##### TEXTE À LIRE #####
Arrêt du 18 novembre 2004
Ire Cour de droit public

MM. les Juges Aemisegger, Président de la Cour et Président du Tribunal
fédéral, Aeschlimann, Reeb, Féraud et Eusebio.
Greffier: M. Zimmermann.

Conseil d'Etat du canton du Valais, 1950 Sion,
recourant,

contre

WWF Suisse, Hohlstrasse 110, 8004 Zurich,
intimé, représenté par Me Raphaël Dallèves, avocat,
Tribunal cantonal du canton du Valais, Cour de droit public, Palais de
Justice, avenue Mathieu-Schiner 1,
1950 Sion 2.

ordre de tir visant la louve de "Pontimia" dans le Zwischberfental; décision
d'irrecevabilité,

recours de droit administratif contre l'arrêt du Tribunal cantonal du canton
du Valais du 29 avril 2004.

Faits:

A.
#####
## ÉNONCÉ:
Dans l'arrêt reproduit ci-dessus, quel animal l'ordre de tir vise-t-il ?
##### ENTRÉES EXTRAITES #####
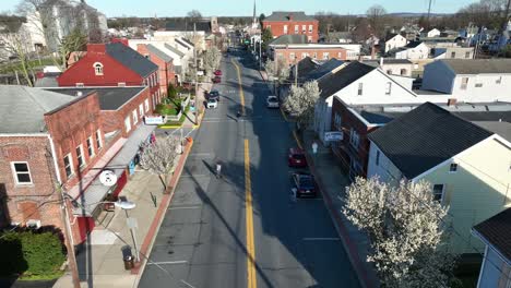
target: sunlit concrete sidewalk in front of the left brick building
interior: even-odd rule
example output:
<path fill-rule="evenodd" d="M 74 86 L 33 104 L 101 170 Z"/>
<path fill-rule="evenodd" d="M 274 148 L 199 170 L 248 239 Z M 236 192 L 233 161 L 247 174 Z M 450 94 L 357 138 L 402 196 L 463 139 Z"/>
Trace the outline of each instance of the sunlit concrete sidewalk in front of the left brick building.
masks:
#####
## RÉSULTAT DE L'EXERCICE:
La louve de « Pontimia », dans le Zwischberfental.